═══ DATA PROVIDED ═══
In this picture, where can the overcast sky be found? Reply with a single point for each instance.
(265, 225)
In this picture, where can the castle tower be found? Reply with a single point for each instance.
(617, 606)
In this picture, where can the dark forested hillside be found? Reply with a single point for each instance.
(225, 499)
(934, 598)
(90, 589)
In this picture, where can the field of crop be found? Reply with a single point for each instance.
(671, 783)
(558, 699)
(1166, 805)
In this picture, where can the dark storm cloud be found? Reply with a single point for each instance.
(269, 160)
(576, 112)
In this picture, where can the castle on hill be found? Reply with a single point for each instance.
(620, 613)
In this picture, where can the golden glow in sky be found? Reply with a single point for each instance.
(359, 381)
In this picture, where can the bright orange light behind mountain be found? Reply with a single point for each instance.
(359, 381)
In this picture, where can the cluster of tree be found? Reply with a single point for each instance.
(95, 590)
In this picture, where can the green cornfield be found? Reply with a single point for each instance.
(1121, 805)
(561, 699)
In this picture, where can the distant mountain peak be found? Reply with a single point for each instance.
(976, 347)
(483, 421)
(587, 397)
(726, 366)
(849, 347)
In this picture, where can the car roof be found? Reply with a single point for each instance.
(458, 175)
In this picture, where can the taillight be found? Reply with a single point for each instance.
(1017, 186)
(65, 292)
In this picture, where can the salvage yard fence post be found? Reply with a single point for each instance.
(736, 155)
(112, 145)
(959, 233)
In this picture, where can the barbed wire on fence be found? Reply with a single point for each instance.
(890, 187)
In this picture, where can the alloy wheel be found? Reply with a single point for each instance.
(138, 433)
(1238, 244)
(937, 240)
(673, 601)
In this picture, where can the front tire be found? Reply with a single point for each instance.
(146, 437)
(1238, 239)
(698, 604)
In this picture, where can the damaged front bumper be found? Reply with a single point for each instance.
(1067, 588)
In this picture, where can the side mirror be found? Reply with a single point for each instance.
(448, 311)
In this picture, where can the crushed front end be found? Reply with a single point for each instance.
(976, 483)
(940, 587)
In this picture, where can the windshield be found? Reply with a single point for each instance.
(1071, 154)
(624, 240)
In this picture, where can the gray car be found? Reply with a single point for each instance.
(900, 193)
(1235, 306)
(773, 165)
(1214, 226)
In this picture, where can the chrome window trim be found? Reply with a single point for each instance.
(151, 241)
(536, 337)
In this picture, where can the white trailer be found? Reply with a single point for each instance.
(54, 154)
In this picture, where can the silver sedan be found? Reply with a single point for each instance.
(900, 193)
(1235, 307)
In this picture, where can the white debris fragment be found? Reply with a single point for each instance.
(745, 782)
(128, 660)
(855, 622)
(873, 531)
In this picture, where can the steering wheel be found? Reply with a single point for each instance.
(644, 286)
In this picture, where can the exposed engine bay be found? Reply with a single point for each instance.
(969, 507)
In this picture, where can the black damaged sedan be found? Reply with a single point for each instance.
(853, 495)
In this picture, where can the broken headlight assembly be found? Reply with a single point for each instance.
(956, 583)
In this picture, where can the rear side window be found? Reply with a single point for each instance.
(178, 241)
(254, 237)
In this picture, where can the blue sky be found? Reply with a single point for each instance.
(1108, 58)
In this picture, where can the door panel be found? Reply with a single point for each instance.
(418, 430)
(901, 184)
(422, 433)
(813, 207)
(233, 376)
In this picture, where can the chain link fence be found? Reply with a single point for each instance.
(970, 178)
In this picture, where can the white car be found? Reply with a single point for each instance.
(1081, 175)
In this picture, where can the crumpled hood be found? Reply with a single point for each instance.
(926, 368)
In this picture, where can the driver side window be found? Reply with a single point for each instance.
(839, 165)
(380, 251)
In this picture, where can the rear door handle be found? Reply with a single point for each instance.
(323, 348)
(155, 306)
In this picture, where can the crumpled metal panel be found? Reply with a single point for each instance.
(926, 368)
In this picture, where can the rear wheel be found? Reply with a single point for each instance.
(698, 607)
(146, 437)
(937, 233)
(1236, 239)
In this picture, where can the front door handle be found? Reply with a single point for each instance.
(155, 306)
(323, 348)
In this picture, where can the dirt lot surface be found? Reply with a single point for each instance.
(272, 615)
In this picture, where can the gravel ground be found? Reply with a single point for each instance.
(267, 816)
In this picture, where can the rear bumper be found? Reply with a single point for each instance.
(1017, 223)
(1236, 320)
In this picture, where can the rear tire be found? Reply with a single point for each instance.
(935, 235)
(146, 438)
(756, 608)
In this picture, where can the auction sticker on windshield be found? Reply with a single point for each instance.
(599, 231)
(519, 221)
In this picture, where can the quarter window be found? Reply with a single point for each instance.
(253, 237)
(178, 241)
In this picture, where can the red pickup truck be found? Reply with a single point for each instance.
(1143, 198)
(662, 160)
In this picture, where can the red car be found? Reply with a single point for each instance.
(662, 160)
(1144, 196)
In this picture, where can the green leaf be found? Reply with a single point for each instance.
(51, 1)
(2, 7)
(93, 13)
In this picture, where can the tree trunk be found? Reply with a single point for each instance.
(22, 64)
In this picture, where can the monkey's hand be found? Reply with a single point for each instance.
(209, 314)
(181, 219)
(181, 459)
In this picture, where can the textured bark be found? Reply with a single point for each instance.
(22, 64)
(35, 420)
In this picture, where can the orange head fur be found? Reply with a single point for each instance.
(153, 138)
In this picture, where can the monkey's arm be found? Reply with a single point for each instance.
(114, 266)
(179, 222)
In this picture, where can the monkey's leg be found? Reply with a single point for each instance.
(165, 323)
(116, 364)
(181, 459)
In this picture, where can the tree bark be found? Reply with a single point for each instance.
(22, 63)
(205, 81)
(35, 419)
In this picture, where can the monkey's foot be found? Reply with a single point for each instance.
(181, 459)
═══
WORK TO COMPLETE >>
Output every record above exactly as it appears.

EXERCISE RESULT >>
In this picture, where can the overcast sky be found? Reply with a single point for each instance.
(265, 225)
In this picture, where can the castle tower be found? Reply with a single point for each instance.
(617, 606)
In this picture, where can the dark forested hillside be found? Reply with a single point for each instance.
(225, 499)
(934, 598)
(90, 589)
In this picture, where can the field of crop be found? Reply with a single point for each instance.
(671, 783)
(558, 699)
(1166, 805)
In this picture, where can the dark storm cloud be found? Reply with a single point for each instance.
(269, 160)
(576, 112)
In this picture, where can the castle on hill be found? Reply with a single point for each instance.
(620, 613)
In this picture, where can the golden glow in sky be found? Reply with a single point for each instance.
(359, 381)
In this picture, where can the bright orange light behind mountain be found? Reply with a single point for each instance.
(359, 381)
In this picture, where can the cluster of tree be found? Reply with a single point for each instance.
(95, 590)
In this picture, where can the green cornfield be found? Reply with a single point for each instance.
(1121, 805)
(561, 699)
In this picture, where can the distant mountain peak be found? Reply with a single point for each instance.
(976, 347)
(483, 421)
(587, 397)
(726, 366)
(849, 347)
In this picture, where can the car roof be found? Reply with a single point for each instance.
(458, 175)
In this picture, where can the taillight be found? Reply with a single point for each instance.
(1017, 186)
(65, 292)
In this picture, where can the salvage yard fence post be found? Reply with a single point for each instance.
(736, 155)
(112, 145)
(959, 233)
In this picture, where can the barbed wire on fence be found? Reply with a single point for each instance.
(890, 187)
In this picture, where can the alloy wheel be found? Reply with a single point for each instance.
(138, 433)
(1238, 244)
(937, 240)
(673, 601)
In this picture, where can the front tire be found? Reply with a single point for each instance.
(146, 437)
(1238, 239)
(698, 604)
In this picture, where can the damaged front bumper be found? Reply with a single point for each instance.
(1067, 588)
In this picture, where can the side mirror be found? Reply with a single point for each instance.
(448, 311)
In this picture, where can the crushed front end be found? Reply with a single point for each instance.
(976, 483)
(940, 587)
In this picture, where can the windshield be found? Reply with a single point for each instance.
(1071, 154)
(624, 240)
In this picture, where can the gray car be found? Reply with a single point for each instance.
(900, 193)
(1235, 306)
(773, 165)
(1214, 226)
In this picture, where can the chrome window trim be found? Reply with a single point for each instance.
(151, 241)
(536, 337)
In this picture, where can the white trailer be found? Reply with a single point for each instance.
(54, 154)
In this picture, where can the silver sedan be found? Reply with a single point for each instance.
(900, 193)
(1235, 307)
In this picture, where can the white debris fragment be found? Reply with a single point for each instance.
(745, 782)
(128, 660)
(855, 622)
(873, 531)
In this picture, where can the steering wheel be found? Reply with a single point for each instance.
(644, 286)
In this picture, where can the exposed engine bay be found? Reply with a single point for each instance.
(969, 507)
In this picture, where can the black damaged sedan be found? Reply with a single point for each instance.
(853, 495)
In this picture, where can the broken headlight assembly be found? Reply with a single point for each instance.
(956, 583)
In this picture, where can the rear side window be found? Reply with a single point for each instance.
(178, 241)
(254, 237)
In this picture, where can the blue sky be found? Reply with a single point for each instance.
(1108, 58)
In this picture, where can the door panel be found? Reply with a single point for each instance.
(418, 430)
(901, 184)
(422, 433)
(813, 207)
(233, 376)
In this picture, where can the chain link fence be found? Reply with a single point for each instance.
(970, 178)
In this picture, where can the white car be found? Reply with a single point for each instance.
(1081, 175)
In this picture, where can the crumpled hood be found? Reply with a single point for each instance.
(926, 368)
In this picture, where can the driver side window be found? Reply with a single point for each instance.
(839, 165)
(380, 251)
In this picture, where can the rear door handle be found? Reply with a single point for each instance.
(323, 348)
(155, 306)
In this picture, where can the crumpled metal panel be found? Reply with a single point for each instance.
(926, 368)
In this picture, where can the rear wheel be found? Reply with a single point for each instance.
(698, 607)
(146, 437)
(937, 233)
(1236, 239)
In this picture, where can the front door handle be found? Reply with a single point for each instance.
(155, 306)
(323, 348)
In this picture, where can the dirt lot surface be found? Reply with a single point for each instance.
(272, 615)
In this picture, where can the gravel ground be found? Reply with a single point for each instance.
(267, 816)
In this picture, where can the rear bumper be found? Reply with a single point for each instance.
(1017, 223)
(1236, 320)
In this picture, where can the rear tire be found? Reply with a single point for each instance.
(935, 235)
(146, 438)
(756, 608)
In this picture, where can the auction sticker on windshield be found? Reply with a single point for each instance.
(599, 231)
(519, 221)
In this picture, where can the quarter window be found? Reply with a single point for each instance.
(253, 237)
(178, 241)
In this picture, where can the red pickup truck be found? Reply with a single point for each instance.
(1143, 198)
(662, 160)
In this picture, where can the red car be found? Reply with a single point for each instance.
(662, 160)
(1144, 196)
In this picture, where can the green leaf be found? Reply with a single point for each instance.
(51, 1)
(2, 7)
(93, 13)
In this picture, where can the tree trunk be found? Reply with a single point for each instance.
(22, 64)
In this picture, where can the monkey's hand be found? Reply with a single point for each instance.
(209, 314)
(181, 219)
(181, 459)
In this picture, where can the textured bark be found? Reply with a single point for each instance.
(22, 64)
(35, 420)
In this picture, where can the orange head fur be found? Reply with a single point for each instance.
(153, 138)
In this picture, where can the monkey's arm be found? Reply with a single point for each instance.
(114, 266)
(179, 222)
In this picture, where can the monkey's leg be found? Reply with a single point for each instance.
(165, 323)
(116, 364)
(181, 459)
In this picture, where can the tree bark be found? Reply with a single point for each instance.
(22, 63)
(205, 81)
(35, 419)
In this picture, where can the monkey's foot be found? Reply with a single point for each instance.
(181, 459)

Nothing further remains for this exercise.